(Beginning of Excerpted passage)
It’s been inspiring watching Wazzu revitalize itself.
Images of rioting students and Dumpsters ablaze from years gone by have all but faded from public memory.
Gone, too, are the days when Washington State University made the list of the nation’s top party schools.
Cougar days are here again.
There’s just one blemish left for Cougdom to take care of.
Just a thought: I’d like to see university officials take some of the money they’re pumping into those cheesy “Wave the Flag” commercials and put it into a gravity awareness program.
Similar to getting a driver’s license, every fraternity and sorority member would be required to study hard and take an oath vowing to not break the law of gravity.
Newton would be part of the curriculum along with a class exercise proving that a dropped object will descend at the same rate whether it’s a feather or full keg of Bud.
Until an appropriate respect for gravity is demonstrated, students would have to live in pup tents on the front lawns of Greek Row.
That way any foolish late-night falls would be pretty much harmless.
I know. It sounds like I’m joking.
What I am is sick of seeing headlines like the one that appeared in Sunday’s newspaper.
(End of Excerpted passage)
> [Your instructions]
Carry on the column about Washington State University, starting right after its last sentence. You won't need the items that come after this text.
(Beginning of Listed records)
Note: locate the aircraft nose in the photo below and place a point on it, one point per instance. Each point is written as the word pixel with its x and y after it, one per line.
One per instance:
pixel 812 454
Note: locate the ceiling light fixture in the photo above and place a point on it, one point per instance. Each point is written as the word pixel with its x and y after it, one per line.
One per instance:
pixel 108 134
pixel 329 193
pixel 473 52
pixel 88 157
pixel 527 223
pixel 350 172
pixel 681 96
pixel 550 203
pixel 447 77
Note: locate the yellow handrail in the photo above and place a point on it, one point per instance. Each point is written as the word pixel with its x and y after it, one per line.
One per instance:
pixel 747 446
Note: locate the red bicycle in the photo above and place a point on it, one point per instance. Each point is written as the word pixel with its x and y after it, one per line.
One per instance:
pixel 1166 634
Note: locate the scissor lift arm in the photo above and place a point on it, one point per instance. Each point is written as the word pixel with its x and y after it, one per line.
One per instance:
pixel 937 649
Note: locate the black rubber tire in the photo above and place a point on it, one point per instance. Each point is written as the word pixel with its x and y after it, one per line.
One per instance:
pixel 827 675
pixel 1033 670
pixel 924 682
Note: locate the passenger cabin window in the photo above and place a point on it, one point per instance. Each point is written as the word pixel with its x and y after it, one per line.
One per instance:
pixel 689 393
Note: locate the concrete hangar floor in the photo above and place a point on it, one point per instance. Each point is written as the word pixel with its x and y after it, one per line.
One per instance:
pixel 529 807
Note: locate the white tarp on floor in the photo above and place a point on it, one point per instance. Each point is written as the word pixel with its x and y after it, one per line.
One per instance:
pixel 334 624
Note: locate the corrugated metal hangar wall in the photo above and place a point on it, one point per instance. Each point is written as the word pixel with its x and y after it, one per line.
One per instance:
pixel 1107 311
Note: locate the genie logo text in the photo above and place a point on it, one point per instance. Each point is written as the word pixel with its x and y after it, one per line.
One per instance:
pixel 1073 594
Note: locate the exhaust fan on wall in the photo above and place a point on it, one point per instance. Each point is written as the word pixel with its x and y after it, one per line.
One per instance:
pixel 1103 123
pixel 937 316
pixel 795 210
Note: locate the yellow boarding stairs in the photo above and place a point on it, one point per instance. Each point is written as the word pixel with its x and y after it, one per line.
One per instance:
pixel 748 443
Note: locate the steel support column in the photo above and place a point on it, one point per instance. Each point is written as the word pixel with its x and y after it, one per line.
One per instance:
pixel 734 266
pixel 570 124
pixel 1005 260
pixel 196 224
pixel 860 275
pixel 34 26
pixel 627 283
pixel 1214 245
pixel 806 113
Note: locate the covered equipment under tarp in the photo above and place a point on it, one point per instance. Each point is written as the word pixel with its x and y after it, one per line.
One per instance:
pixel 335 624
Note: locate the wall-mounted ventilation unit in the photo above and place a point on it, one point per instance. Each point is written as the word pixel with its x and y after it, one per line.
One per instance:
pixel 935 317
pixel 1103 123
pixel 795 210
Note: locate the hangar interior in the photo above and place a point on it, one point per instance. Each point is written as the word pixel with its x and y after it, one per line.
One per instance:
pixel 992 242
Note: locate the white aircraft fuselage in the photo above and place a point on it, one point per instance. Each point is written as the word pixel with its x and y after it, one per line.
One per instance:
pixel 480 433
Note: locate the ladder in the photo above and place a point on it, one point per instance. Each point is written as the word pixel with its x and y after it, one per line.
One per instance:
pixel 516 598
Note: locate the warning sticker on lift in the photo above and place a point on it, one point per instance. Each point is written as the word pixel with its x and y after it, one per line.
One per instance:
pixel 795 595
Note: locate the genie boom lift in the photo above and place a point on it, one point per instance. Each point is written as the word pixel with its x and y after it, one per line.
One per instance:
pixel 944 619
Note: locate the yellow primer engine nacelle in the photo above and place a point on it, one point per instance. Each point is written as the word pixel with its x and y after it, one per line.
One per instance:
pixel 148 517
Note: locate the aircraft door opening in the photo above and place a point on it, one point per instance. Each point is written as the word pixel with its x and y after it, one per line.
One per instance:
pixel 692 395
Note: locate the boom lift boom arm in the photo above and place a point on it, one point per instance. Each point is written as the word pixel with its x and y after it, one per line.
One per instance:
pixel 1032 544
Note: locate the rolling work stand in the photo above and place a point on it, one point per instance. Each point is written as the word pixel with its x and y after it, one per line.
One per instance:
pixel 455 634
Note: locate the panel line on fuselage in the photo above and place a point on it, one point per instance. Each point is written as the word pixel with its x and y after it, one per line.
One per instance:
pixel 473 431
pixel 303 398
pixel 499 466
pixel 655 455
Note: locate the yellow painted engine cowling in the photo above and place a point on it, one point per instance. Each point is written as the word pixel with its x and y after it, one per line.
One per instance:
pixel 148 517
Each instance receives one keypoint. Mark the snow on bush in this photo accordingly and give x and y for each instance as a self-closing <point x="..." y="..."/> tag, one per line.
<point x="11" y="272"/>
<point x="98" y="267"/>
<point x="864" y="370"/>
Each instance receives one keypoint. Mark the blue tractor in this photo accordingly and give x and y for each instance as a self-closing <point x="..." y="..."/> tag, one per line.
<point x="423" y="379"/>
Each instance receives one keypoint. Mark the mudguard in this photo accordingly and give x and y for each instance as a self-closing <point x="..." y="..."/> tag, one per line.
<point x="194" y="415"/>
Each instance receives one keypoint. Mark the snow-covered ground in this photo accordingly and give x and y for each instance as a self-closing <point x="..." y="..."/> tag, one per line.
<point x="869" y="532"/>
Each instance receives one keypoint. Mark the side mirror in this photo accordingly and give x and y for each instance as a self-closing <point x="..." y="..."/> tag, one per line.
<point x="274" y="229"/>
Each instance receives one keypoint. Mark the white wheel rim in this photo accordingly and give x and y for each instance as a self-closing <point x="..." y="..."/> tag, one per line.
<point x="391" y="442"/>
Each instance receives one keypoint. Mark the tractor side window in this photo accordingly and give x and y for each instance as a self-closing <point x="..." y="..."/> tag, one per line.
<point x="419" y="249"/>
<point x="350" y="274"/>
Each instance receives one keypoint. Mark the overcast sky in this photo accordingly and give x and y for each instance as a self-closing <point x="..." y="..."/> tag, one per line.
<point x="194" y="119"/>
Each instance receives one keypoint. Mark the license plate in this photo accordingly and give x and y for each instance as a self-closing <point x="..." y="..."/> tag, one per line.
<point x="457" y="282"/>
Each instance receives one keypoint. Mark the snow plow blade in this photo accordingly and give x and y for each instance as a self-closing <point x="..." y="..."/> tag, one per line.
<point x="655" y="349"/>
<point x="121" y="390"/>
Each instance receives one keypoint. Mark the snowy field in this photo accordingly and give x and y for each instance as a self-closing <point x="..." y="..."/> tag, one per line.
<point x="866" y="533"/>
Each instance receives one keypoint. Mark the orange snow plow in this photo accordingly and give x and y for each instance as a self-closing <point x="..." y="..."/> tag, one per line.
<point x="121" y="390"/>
(End of Listed records)
> [Output of the exercise]
“WSU student falls from fraternity window.”
I haven’t done an analytical study on this, but I do know this phenomenon occurs way too often.
Last Friday, for example.
A 19-year-old student fell three stories from a Phi Kappa Tau window at about 3 a.m., according to our story.
Discovered in a window well, he “was taken to Pullman Regional Hospital with undisclosed injuries.”
As a father of two, I can barely imagine the devastation at receiving a phone call like the one his parents must have received.
My heart goes out to them and their child.
But let’s not pick on just WSU. Just a few days earlier, a 21-year-old student fell from a two-story fraternity window at the University of Idaho.
The student was apparently up on the roof after midnight, trying to get into a room through a locked window.
Lord. Here the leaves haven’t fallen off the trees yet, and we’ve already had two students take frat house headers.
If I sound a bit touchy about this subject it’s because I am.
My family has been touched twice by the cruel consequences of gravity.
My late-mother-in-law lived over 30 years as a paraplegic that resulted from a plane crash.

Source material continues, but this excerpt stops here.